#### The problem
For the listing below, print exactly the lines from the line with "57L663 8L576 25L573" to the line with "negative clicks: (763, 237)", both included, and nothing beyond them.

#### Material for this exercise
= = = = =

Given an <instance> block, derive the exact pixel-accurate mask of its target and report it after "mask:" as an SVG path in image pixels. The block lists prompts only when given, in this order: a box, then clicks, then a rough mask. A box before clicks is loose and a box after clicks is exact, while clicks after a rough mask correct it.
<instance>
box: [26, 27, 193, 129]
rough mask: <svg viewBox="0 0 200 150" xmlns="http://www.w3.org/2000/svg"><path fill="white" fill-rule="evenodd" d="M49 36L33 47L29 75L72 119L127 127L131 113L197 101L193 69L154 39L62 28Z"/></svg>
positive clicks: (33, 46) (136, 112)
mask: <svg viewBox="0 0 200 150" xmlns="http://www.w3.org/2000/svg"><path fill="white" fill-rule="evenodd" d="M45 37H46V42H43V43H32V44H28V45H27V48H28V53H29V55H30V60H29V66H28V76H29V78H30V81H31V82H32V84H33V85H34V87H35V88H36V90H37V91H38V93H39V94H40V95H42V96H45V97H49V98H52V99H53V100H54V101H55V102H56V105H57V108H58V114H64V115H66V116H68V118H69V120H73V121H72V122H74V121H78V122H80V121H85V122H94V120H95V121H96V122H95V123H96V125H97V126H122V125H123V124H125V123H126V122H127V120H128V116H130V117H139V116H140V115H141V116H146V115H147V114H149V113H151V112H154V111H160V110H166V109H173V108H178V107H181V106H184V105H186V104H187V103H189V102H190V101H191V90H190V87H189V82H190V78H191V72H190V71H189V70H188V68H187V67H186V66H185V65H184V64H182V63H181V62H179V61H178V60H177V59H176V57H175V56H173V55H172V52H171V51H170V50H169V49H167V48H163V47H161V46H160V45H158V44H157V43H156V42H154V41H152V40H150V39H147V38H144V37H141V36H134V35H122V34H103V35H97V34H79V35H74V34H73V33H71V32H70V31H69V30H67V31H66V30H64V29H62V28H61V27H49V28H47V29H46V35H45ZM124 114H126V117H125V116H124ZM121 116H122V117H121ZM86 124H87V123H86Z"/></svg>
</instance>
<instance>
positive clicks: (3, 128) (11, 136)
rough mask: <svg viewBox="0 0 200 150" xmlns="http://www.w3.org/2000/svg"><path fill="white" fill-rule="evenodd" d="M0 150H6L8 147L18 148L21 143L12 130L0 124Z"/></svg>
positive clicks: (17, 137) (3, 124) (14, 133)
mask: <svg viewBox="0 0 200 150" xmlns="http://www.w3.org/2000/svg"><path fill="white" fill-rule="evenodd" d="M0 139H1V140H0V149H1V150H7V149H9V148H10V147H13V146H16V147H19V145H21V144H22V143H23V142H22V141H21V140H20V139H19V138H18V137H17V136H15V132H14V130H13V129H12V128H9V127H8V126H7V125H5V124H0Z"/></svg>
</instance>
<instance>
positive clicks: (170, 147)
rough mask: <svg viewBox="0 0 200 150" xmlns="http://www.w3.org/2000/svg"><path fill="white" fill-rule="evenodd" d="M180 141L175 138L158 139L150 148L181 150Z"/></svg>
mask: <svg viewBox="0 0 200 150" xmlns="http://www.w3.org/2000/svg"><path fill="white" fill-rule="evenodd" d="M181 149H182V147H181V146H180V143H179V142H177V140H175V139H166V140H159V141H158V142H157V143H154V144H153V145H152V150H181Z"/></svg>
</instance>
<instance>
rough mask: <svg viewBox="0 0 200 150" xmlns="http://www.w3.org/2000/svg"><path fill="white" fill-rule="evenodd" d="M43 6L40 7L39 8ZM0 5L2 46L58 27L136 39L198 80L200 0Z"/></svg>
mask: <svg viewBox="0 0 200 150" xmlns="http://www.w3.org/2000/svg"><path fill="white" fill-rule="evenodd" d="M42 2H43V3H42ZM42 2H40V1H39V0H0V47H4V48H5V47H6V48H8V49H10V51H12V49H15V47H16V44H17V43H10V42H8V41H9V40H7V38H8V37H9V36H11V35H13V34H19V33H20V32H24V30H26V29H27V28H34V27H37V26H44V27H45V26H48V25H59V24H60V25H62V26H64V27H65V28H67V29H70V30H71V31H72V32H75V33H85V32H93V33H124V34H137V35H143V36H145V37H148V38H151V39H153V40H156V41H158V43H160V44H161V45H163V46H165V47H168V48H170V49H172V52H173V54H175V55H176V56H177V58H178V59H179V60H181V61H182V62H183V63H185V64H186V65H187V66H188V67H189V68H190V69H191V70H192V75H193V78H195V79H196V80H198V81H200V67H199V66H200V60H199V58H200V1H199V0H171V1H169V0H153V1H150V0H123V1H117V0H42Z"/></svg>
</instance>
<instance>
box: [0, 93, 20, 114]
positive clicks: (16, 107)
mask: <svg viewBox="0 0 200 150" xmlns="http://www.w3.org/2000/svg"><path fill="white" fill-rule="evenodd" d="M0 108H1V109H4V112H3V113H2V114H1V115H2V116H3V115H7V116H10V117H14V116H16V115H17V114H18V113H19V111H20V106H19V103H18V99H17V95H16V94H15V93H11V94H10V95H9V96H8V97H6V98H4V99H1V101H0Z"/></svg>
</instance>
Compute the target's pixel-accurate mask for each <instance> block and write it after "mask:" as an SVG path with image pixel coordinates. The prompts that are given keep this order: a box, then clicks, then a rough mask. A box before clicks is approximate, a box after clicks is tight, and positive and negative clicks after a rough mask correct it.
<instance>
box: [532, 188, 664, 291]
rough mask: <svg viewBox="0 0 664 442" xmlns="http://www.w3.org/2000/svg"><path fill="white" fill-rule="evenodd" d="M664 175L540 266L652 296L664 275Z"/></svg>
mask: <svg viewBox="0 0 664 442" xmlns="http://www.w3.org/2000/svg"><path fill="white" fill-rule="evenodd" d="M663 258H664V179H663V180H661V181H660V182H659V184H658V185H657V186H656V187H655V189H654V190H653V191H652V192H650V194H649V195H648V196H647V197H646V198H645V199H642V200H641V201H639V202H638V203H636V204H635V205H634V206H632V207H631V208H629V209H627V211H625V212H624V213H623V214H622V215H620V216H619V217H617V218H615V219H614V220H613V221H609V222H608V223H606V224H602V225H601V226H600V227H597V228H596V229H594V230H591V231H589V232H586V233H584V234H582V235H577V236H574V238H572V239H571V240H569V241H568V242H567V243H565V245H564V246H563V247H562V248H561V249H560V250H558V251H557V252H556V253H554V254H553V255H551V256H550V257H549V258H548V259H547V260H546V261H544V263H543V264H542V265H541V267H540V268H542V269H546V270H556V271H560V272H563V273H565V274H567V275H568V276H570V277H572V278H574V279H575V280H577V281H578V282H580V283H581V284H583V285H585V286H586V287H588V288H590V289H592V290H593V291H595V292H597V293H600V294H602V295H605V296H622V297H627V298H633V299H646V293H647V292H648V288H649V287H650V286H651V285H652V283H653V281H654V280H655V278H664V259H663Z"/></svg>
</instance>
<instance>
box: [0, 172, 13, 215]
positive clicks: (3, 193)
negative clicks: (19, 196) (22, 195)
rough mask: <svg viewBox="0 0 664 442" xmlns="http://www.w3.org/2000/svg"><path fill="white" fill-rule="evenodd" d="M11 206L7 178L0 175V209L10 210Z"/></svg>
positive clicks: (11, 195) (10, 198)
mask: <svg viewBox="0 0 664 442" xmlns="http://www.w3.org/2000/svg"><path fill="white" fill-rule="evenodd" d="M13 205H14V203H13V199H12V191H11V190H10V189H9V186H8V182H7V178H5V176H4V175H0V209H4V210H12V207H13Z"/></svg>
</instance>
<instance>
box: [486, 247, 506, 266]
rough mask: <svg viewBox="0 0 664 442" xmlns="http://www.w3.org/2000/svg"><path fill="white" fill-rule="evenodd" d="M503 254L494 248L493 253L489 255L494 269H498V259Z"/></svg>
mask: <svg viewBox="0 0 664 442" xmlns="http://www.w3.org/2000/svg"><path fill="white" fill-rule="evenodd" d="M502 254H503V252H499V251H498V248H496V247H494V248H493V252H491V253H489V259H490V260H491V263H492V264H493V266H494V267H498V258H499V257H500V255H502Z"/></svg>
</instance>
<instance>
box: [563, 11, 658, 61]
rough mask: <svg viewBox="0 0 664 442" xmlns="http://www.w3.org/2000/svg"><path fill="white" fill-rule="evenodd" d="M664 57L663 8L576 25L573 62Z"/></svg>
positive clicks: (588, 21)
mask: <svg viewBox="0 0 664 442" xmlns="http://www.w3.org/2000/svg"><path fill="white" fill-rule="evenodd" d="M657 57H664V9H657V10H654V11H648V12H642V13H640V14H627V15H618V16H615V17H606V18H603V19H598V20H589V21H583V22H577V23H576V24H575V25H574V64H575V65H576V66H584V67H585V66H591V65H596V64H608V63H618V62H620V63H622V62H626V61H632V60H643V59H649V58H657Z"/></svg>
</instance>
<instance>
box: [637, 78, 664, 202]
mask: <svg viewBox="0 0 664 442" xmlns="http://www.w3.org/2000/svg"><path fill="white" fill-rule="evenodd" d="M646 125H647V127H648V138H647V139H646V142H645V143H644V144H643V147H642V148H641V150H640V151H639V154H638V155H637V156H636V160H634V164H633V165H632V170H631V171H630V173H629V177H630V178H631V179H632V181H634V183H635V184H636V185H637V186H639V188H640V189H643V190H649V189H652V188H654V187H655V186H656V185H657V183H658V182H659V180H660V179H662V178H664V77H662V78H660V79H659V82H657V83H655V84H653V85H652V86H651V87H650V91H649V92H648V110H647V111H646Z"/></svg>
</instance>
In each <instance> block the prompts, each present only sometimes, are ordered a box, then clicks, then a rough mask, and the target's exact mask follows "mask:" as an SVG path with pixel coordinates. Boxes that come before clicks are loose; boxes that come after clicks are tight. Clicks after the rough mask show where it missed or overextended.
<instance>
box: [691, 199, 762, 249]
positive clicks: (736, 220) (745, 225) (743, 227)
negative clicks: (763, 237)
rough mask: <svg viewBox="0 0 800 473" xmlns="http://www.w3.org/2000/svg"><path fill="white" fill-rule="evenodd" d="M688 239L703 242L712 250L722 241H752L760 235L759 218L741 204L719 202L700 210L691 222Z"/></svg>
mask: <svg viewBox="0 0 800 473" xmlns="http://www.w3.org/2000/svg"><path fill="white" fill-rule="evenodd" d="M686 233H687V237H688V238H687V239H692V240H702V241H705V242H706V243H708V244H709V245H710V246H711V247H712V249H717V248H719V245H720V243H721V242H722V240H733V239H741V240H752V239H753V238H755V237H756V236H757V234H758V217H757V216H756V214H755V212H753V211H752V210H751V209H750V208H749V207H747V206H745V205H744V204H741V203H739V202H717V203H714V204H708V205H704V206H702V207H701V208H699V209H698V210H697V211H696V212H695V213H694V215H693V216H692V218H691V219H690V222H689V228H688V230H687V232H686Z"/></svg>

= = = = =

#### The answer
rough mask: <svg viewBox="0 0 664 442" xmlns="http://www.w3.org/2000/svg"><path fill="white" fill-rule="evenodd" d="M664 57L663 8L576 25L573 62Z"/></svg>
positive clicks: (588, 21)
mask: <svg viewBox="0 0 664 442" xmlns="http://www.w3.org/2000/svg"><path fill="white" fill-rule="evenodd" d="M657 57H664V9H657V10H654V11H648V12H642V13H640V14H627V15H618V16H615V17H606V18H603V19H598V20H589V21H583V22H577V23H576V24H575V25H574V64H575V65H576V66H584V67H585V66H591V65H596V64H608V63H618V62H620V63H622V62H626V61H632V60H643V59H649V58H657Z"/></svg>
</instance>
<instance>
box: [637, 78, 664, 202]
mask: <svg viewBox="0 0 664 442" xmlns="http://www.w3.org/2000/svg"><path fill="white" fill-rule="evenodd" d="M646 125H647V127H648V138H647V139H646V142H645V143H644V144H643V147H642V148H641V150H640V151H639V154H638V155H637V156H636V160H634V164H633V165H632V170H631V171H630V173H629V177H630V178H631V179H632V181H634V183H635V184H636V185H637V186H639V188H640V189H643V190H649V189H652V188H654V187H655V186H656V185H657V183H658V182H659V180H660V179H662V178H664V77H662V78H660V79H659V82H657V83H655V84H653V85H652V86H651V87H650V91H649V92H648V110H647V111H646Z"/></svg>
</instance>
In each <instance> block the prompts, each present only sometimes, are ordered a box, then clicks, then a rough mask, and the target's exact mask follows "mask:" as an SVG path with pixel coordinates. Boxes that come before clicks are loose; boxes that come after clicks are tight. Clicks after the rough mask show where it missed or overextended.
<instance>
box: [691, 199, 762, 249]
positive clicks: (736, 220) (745, 225) (743, 227)
negative clicks: (763, 237)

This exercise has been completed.